START EXCERPT TO READ

Winners Drink Milk

One of the most coveted traditions in Indiana and all of sports.

Each year, two Indiana dairy farmers and the coveted bottle of milk take the spotlight at the Indianapolis 500. With over 250,000 people watching in-person and many more worldwide, the American Dairy Association Indiana (ADAI) is very thankful for the tradition that was started by driver Louis Meyer requesting buttermilk to quench his thirst after the 1936 race.

The Drink of Milk tradition has evolved to much more than just milk. Over time, the narrative around milk has grown to include the two dairy farmers who deliver the bottles to the winning driver and team.

The dairy farmers are selected by their peers and serve as a ‘Rookie’ the first year, delivering bottles to the winning Chief Mechanic and the winning Team Owner. The following year the Rookie is now the official Milk Person and given the the honor of handing the ice-cold bottle of milk to the winning driver of the Indy 500.

END EXCERPT TO READ
START GIVEN DATA

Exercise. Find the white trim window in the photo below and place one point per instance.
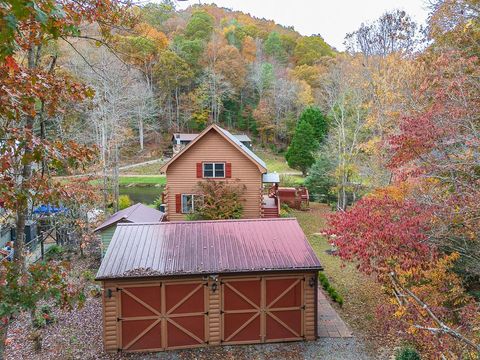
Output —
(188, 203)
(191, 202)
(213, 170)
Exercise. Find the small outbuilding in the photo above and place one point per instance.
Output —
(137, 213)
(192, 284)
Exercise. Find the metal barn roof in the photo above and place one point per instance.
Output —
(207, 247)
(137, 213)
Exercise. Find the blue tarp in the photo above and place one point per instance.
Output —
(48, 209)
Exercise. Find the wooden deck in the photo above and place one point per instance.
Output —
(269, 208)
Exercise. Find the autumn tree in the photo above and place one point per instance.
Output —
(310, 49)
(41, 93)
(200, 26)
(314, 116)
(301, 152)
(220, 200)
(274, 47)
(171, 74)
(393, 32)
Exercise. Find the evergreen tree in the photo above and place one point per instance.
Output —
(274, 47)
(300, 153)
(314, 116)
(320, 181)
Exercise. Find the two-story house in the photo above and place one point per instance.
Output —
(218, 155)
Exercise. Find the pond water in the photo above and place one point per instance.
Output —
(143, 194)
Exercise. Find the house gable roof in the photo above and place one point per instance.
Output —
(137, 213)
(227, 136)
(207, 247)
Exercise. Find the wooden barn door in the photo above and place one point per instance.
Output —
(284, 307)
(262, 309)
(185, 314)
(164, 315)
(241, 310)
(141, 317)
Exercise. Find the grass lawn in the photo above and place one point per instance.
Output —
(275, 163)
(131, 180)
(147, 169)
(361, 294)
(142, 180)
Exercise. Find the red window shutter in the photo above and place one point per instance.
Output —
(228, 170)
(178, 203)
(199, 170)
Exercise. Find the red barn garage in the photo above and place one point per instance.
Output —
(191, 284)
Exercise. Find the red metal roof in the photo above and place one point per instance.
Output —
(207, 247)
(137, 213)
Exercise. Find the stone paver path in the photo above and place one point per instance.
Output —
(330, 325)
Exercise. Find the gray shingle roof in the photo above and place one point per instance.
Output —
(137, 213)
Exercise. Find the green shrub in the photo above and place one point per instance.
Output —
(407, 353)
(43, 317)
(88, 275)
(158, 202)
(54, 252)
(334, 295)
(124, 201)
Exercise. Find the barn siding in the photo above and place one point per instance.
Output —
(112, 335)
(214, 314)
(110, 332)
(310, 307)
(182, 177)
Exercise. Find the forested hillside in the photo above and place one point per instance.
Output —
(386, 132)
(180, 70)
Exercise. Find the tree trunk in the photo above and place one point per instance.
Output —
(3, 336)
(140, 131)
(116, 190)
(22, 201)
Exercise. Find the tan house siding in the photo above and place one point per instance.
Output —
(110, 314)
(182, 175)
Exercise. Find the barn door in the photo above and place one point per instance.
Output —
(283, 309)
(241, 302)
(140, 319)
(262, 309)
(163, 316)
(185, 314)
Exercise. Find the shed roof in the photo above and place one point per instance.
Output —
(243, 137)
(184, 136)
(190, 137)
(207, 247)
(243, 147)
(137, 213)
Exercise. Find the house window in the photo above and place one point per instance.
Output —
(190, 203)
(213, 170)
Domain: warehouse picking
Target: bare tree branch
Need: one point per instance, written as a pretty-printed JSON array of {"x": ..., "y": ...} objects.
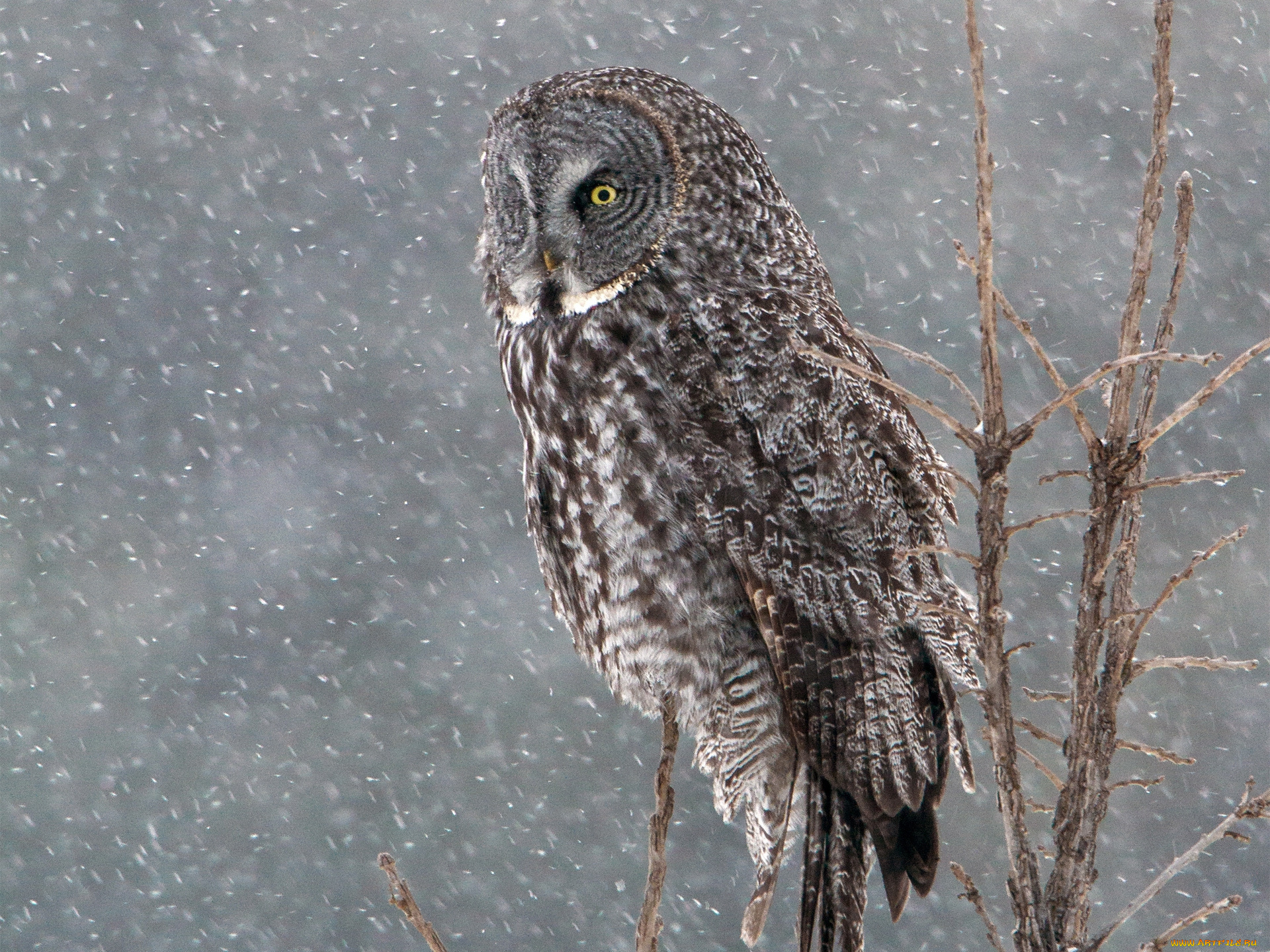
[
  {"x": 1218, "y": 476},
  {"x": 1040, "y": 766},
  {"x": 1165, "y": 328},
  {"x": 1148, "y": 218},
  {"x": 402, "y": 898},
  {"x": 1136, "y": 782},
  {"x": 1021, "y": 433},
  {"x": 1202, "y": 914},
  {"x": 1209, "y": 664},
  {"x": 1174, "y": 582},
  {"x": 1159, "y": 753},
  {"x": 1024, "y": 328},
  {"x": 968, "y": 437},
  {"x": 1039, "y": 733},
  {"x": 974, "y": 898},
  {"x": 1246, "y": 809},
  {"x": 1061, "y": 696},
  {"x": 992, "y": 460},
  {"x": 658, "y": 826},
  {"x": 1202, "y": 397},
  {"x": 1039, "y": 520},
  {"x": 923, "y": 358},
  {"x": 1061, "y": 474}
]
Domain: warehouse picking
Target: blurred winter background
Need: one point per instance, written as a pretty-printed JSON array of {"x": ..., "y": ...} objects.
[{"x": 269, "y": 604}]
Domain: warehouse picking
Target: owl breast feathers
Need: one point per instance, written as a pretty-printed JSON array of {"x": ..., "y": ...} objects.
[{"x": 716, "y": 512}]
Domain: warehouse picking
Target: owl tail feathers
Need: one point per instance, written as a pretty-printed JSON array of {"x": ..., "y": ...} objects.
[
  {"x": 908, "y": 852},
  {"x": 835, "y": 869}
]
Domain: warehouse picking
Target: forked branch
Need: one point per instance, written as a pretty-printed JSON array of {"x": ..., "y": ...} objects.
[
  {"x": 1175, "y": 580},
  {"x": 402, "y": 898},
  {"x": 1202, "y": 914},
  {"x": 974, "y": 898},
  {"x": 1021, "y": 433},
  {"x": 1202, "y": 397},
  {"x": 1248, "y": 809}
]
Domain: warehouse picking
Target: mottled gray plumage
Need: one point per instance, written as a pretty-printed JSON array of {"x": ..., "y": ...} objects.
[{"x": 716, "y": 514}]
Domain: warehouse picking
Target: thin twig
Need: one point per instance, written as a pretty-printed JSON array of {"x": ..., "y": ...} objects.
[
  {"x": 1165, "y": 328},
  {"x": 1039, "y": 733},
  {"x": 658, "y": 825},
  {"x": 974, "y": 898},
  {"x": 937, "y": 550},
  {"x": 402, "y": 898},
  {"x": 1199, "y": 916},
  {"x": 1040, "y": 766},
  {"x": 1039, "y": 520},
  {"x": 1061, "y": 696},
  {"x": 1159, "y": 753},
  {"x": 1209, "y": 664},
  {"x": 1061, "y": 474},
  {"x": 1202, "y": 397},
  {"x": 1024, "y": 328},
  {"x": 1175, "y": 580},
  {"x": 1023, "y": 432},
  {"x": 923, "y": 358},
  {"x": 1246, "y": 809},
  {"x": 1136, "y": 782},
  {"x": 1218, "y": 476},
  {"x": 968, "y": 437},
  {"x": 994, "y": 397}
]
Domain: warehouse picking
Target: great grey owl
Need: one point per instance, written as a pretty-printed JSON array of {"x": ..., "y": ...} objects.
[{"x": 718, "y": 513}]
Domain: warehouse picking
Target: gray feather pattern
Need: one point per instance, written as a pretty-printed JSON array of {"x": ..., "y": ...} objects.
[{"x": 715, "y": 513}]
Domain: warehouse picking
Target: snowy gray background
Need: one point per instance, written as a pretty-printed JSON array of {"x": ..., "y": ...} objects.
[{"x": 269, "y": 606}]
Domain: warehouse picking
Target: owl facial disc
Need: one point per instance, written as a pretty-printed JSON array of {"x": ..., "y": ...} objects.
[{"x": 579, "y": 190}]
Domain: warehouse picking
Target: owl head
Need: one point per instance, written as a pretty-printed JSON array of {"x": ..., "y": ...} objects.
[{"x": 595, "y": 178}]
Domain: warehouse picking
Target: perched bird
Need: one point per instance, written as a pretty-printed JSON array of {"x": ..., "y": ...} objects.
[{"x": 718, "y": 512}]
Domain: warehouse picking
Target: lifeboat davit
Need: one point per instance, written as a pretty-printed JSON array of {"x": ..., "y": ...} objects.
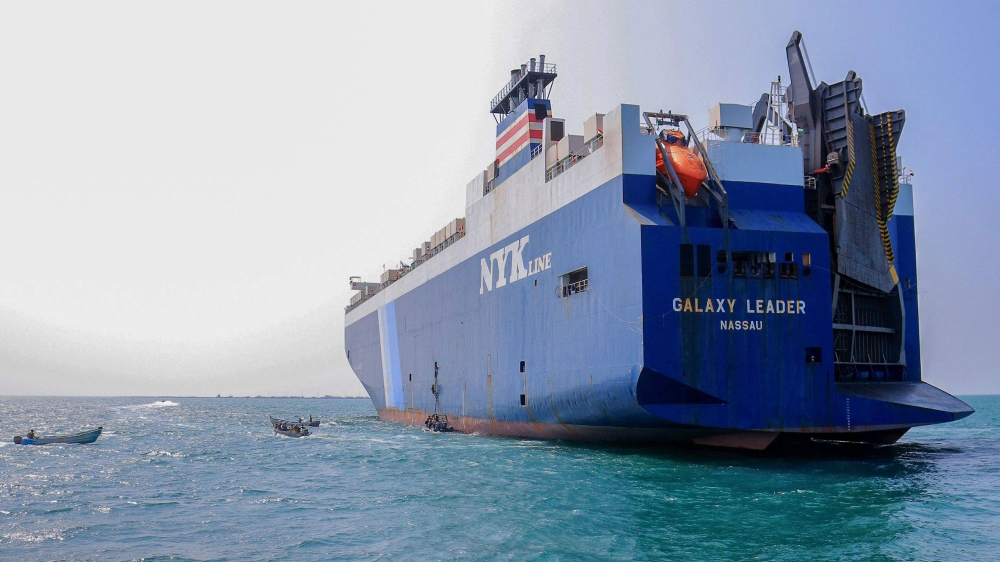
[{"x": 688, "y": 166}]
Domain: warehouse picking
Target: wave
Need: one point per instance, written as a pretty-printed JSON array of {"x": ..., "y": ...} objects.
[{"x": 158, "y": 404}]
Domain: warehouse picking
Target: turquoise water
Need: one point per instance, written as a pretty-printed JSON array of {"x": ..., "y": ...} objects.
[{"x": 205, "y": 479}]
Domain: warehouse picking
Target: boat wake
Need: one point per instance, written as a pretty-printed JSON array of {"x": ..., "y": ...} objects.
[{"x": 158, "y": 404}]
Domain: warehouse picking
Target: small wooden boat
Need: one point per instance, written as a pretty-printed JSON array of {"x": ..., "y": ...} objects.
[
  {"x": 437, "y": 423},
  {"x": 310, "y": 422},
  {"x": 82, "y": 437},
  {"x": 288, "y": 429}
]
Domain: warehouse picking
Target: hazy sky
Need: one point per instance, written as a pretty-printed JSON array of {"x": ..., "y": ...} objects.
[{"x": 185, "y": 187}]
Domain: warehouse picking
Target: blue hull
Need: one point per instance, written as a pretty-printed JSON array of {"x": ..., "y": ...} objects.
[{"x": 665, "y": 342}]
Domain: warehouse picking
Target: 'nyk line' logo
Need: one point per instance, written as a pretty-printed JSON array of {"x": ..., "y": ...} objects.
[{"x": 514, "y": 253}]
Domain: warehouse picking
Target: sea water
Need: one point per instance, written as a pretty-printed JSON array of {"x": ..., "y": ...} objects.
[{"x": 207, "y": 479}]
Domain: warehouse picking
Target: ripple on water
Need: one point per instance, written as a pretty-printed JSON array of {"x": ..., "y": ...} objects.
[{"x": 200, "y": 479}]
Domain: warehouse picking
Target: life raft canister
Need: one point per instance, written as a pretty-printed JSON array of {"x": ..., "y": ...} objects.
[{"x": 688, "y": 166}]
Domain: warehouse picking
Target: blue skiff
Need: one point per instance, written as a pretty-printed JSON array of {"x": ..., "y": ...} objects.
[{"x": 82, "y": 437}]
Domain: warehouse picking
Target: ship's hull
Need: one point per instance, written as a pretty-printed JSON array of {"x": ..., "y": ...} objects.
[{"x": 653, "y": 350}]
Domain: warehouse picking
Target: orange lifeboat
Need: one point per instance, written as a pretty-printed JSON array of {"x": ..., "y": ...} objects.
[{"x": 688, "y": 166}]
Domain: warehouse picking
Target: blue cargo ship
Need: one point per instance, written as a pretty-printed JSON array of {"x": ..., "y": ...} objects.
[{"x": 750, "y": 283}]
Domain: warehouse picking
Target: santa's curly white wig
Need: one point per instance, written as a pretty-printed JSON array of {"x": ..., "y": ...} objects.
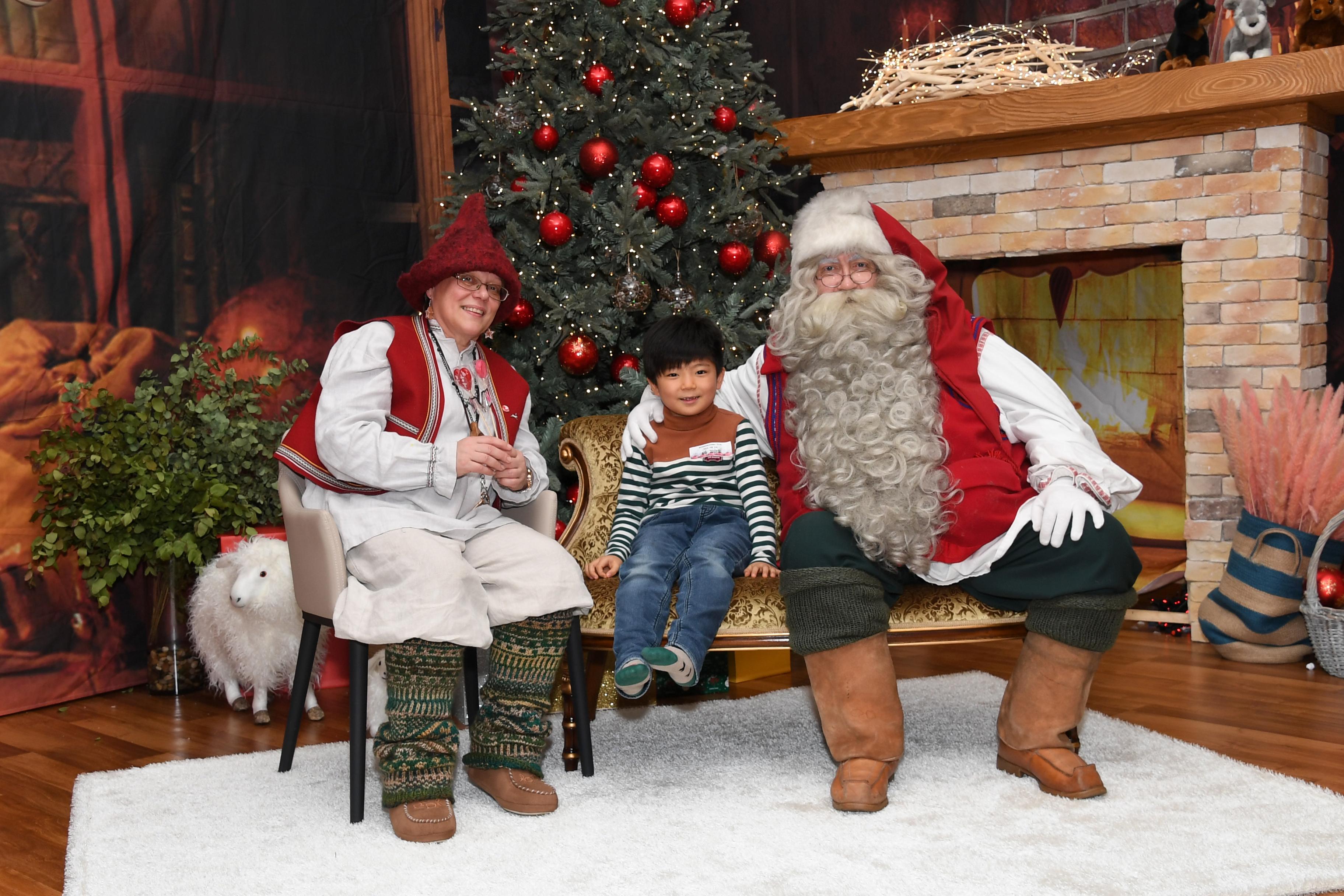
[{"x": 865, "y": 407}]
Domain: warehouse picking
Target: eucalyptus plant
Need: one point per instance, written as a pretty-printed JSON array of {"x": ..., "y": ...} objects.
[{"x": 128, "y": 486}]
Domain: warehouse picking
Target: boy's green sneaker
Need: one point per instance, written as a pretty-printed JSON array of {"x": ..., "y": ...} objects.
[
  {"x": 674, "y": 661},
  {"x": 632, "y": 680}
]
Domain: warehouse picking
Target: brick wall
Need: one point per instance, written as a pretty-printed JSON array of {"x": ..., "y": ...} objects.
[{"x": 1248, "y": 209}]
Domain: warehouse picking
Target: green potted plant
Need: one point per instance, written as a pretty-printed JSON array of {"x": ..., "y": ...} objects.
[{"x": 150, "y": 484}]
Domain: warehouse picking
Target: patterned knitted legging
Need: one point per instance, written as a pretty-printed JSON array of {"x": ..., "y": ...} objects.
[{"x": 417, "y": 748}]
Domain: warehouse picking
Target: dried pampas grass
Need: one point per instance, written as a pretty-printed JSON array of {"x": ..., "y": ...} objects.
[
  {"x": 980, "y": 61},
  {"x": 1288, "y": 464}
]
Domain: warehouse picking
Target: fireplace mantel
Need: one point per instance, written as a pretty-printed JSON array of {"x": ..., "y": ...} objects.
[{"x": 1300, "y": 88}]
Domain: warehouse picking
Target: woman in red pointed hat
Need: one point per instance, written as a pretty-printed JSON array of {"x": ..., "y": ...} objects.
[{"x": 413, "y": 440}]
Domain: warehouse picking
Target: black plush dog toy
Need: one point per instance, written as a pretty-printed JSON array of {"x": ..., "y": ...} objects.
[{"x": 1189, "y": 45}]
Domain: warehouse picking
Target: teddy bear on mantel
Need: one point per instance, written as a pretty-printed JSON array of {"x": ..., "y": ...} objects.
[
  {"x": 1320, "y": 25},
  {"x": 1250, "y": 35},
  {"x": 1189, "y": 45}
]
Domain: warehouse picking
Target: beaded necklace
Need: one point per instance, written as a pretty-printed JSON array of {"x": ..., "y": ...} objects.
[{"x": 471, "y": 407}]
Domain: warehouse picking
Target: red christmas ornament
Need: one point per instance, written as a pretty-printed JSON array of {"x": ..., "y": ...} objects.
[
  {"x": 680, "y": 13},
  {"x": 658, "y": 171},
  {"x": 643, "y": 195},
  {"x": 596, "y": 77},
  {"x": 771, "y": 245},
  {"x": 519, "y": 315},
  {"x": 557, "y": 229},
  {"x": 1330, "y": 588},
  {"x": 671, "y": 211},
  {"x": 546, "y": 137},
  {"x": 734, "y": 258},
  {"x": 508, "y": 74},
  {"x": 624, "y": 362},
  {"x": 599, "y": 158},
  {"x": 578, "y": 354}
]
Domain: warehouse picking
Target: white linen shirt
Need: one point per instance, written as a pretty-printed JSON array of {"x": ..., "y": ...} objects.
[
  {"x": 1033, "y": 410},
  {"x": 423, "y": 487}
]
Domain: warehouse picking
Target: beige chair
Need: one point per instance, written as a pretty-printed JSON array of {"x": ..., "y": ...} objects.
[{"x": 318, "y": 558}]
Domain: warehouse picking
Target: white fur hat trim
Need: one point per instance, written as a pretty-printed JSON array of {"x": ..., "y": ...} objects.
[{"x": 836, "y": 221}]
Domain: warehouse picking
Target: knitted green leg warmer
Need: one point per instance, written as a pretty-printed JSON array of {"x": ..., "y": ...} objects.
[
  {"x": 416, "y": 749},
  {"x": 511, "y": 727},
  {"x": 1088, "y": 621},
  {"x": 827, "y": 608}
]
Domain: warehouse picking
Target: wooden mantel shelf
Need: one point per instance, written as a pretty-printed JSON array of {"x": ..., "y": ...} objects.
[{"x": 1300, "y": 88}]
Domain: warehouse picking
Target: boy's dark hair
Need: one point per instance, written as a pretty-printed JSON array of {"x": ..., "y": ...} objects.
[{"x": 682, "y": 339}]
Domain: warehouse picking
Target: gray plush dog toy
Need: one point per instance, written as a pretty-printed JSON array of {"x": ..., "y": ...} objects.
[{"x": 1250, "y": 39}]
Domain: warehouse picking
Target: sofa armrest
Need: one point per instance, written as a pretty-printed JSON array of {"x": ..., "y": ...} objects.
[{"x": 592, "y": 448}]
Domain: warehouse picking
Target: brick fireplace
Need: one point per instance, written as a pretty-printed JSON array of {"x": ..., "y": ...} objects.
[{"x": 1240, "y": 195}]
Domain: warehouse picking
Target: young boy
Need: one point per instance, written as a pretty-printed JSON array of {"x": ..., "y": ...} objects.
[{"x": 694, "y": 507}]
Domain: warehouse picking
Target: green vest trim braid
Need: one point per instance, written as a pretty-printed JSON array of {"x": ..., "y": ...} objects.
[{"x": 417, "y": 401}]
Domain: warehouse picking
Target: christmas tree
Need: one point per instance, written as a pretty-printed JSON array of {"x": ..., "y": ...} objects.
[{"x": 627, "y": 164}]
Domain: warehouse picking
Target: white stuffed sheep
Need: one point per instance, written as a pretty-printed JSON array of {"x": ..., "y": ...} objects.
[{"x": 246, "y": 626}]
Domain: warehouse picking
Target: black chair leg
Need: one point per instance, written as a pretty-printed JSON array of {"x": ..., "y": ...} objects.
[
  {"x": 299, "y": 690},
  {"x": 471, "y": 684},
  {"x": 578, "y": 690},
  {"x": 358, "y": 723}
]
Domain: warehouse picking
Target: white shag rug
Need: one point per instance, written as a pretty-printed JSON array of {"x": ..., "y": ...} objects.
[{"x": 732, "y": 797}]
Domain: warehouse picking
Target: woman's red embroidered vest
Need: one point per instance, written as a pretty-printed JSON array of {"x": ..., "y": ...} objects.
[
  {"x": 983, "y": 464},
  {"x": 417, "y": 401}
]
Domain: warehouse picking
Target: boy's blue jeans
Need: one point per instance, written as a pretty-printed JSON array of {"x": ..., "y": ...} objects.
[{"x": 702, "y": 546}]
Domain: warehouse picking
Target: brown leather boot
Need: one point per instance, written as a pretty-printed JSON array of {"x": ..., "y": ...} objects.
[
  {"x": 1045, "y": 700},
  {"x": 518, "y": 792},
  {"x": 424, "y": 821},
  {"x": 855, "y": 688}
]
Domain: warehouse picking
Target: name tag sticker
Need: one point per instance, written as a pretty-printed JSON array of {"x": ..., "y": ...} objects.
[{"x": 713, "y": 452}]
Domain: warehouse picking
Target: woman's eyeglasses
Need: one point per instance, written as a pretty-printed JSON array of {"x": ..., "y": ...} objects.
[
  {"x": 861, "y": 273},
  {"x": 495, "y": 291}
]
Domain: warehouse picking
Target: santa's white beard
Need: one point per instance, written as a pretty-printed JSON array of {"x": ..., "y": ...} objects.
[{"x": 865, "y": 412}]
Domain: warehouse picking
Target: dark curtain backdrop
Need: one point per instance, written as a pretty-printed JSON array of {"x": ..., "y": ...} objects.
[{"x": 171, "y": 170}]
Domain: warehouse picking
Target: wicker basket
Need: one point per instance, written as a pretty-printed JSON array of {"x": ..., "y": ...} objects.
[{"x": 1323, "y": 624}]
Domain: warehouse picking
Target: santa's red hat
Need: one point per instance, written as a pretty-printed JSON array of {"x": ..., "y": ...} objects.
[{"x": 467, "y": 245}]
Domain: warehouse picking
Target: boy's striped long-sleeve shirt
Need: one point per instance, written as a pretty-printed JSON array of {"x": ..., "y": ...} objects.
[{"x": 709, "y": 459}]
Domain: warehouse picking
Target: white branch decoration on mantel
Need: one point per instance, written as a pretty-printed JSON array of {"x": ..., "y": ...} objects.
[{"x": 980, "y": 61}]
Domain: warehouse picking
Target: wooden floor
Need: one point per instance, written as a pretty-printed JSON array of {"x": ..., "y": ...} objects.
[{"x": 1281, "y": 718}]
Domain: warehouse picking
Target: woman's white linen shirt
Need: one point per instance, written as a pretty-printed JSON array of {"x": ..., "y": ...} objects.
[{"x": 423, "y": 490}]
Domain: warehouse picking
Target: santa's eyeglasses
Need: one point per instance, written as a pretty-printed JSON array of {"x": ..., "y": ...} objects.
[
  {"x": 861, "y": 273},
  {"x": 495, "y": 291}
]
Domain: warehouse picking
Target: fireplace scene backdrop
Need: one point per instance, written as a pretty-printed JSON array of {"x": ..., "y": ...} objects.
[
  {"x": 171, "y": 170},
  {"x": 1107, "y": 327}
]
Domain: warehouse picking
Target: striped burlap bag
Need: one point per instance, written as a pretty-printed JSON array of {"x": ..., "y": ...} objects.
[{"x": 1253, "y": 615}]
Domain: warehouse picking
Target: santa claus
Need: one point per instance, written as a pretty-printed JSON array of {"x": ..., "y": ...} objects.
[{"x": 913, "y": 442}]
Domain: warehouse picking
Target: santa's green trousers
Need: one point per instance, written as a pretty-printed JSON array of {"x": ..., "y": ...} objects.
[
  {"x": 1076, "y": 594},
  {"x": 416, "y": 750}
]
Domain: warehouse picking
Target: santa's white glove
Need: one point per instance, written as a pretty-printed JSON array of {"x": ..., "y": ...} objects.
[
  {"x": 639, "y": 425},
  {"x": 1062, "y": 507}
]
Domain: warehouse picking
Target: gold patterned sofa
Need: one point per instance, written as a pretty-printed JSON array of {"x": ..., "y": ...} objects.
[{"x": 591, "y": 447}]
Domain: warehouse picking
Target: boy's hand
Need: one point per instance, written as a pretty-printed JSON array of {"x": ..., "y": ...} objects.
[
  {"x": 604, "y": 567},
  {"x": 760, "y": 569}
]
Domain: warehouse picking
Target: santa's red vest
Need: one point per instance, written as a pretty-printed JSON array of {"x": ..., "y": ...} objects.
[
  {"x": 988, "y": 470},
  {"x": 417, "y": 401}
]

END GIVEN DATA

--- WORK INSTRUCTIONS ---
**a)** Name everyone the Indy 500 milk text says is handed a bottle of milk.
**b)** Carry on writing the Indy 500 milk text from the point where it stops.

--- PER-TASK ANSWERS ---
**a)** The winning Chief Mechanic, the winning Team Owner, and the winning driver of the Indy 500.

**b)**
The drivers are asked for their milk preferences before the race: fat-free, 2% or whole milk. Whole milk is the most popular choice by the drivers.

In 2020, Jill Houin from Plymouth, Indiana and Tim Haynes from Garrett, Indiana will proudly serve in this role and represent dairy farmers everywhere. Watch for them in August on race day.

Grab an ice cold glass of milk and join us for a toast during the Indy 500 Victory Circle celebration when Winners Drink Milk!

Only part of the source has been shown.